[Consigne a]: D’après l’extrait fourni sur les nuisances de l’aéroport de Bâle-Mulhouse, combien de décollages vers le sud ont eu lieu entre 23 et 24 heures du 1er juin au 30 septembre 2016 ?

[Extrait fourni]:
______________________________

Les riverains ont surtout observé et subi l’extension des nuisances tout au long de l’année. En cette période des bilans et projets, faisons le point et essayons de trouver des raisons de croire en l’avenir.
Comme par le passé l’ADRA a fait entendre les revendications des riverains. Nous avons rencontré à plusieurs reprises au courant de cette année la direction de l’Aéroport, le Service de l’Environnement, quelques membres du CA ainsi que le Préfet. Nous avons participé à la Commissions de l’Environnement, à la Commission Tripartite et avons rencontré l’ACNUSA. L’ADRA siège également à la Commission Consultative d’Aide aux Riverains, CCAR, pour l’attribution des aides pour l’insonorisation des logements. Sans parler des nombreux échanges et réunions de travail avec les cinq associations de riverains d’Allemagne et de Suisse. Les riverains peuvent s’informer sur notre site Internet en suivant l’actualité et en consultant les nombreux dossiers relatifs aux nuisances.
Vols de nuit, le fléau des riverains.
A en juger par le nombre de questions et réclamations parvenues à l’ADRA, les riverains ont pu constater une augmentation du bruit en 2015 et 2016, essentiellement aux heures nocturnes (22h-24 et 6h-7h).
L’aéroport de Bâle-Mulhouse est passé aux horaires d’hiver après un été marqué par une hausse dramatique des mouvements de nuit, surtout en ce qui concerne les décollages vers le sud entre 23 et 24 heures.
Au 30 septembre 2016, les mouvements ont augmenté de 3% par rapport à la même période de 2015. La hausse des mouvements de nuit, atterrissages et décollages, a été de 5,4% et ils représentent désormais 9,4 % du trafic total. Cette hausse a été de 1% au nord et de 26.5 % au sud.
Le nombre de décollages vers le sud a carrément explosé entre 23 et 24 heures.
Pendant la période estivale du 1er juin au 30 septembre 2015, 90 décollages ont eu lieu dans cette tranche horaire.
Pendant la même période de 2016, ce chiffre a bondi à 155, soit une augmentation de 70 %. Sans parler de la nuit perturbée par le rapatriement en pleine nuit des visiteurs de l’Europa League de football de Bâle le 19 mai.
Cette augmentation des vols de nuit est évidemment accompagnée par un saut tout aussi important des nuisances sonores et entraine une frustration, un stress et un ras-le-bol au sein de la population riveraine, à tel point que les élus s’en émeuvent.

______________________________

Enregistrements bruts:
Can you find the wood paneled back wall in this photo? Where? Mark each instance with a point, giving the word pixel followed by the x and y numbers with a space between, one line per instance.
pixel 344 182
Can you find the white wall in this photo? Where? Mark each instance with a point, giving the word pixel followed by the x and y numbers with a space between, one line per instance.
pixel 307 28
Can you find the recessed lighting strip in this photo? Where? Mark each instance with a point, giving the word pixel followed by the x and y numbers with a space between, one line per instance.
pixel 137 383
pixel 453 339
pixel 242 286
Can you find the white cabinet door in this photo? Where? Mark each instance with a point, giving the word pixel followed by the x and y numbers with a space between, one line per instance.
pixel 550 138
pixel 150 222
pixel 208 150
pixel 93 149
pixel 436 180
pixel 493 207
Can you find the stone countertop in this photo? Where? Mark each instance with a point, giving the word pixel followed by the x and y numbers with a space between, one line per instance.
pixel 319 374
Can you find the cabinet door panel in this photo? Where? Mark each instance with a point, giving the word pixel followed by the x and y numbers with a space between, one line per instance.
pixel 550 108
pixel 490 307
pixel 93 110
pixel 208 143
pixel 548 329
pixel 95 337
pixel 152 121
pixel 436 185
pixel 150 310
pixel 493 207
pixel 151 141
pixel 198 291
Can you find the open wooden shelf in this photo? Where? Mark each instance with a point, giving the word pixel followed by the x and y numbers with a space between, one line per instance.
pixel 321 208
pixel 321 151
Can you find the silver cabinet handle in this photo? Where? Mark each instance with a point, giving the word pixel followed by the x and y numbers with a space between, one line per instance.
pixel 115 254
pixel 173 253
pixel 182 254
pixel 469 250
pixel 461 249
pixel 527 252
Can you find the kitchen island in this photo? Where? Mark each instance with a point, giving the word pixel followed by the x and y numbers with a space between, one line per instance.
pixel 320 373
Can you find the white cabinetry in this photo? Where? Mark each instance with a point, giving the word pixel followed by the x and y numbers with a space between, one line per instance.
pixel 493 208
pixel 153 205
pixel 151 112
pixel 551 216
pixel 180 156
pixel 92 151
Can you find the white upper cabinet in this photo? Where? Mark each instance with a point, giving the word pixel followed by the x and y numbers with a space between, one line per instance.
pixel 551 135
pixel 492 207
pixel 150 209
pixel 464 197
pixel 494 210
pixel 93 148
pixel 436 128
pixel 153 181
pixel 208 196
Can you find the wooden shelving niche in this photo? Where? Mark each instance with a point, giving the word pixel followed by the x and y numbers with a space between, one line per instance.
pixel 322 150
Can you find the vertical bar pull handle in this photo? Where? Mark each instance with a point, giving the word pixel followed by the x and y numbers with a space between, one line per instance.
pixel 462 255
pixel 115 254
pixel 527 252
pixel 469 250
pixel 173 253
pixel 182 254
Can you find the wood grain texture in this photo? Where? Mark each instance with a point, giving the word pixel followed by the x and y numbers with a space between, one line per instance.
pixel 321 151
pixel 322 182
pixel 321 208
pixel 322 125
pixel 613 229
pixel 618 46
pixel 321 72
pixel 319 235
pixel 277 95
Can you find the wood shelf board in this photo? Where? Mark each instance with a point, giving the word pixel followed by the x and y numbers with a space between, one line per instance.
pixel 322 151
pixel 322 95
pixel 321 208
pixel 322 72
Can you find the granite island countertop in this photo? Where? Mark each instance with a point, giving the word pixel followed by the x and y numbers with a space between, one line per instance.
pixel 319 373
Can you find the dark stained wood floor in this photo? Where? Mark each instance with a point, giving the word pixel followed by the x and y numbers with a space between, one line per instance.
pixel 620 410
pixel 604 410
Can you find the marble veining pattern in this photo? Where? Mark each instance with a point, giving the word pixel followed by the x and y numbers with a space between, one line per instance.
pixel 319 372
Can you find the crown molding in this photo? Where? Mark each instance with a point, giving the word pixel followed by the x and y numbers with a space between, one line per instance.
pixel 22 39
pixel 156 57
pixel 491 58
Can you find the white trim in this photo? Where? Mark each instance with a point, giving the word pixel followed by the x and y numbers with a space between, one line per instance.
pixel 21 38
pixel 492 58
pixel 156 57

______________________________

[Consigne b]: Dans la liste, recopiez à l’identique, s’il vous plaît, les lignes qui commencent par celle contenant « Can you find the wood shelf » et vont jusqu’à celle contenant « pixel 319 372 », ces deux lignes comprises.

[Résultat obtenu a]: 155 décollages, soit une augmentation de 70 % par rapport à la même période de 2015.

[Résultat obtenu b]:
Can you find the wood shelf board in this photo? Where? Mark each instance with a point, giving the word pixel followed by the x and y numbers with a space between, one line per instance.
pixel 322 151
pixel 322 95
pixel 321 208
pixel 322 72
Can you find the granite island countertop in this photo? Where? Mark each instance with a point, giving the word pixel followed by the x and y numbers with a space between, one line per instance.
pixel 319 373
Can you find the dark stained wood floor in this photo? Where? Mark each instance with a point, giving the word pixel followed by the x and y numbers with a space between, one line per instance.
pixel 620 410
pixel 604 410
Can you find the marble veining pattern in this photo? Where? Mark each instance with a point, giving the word pixel followed by the x and y numbers with a space between, one line per instance.
pixel 319 372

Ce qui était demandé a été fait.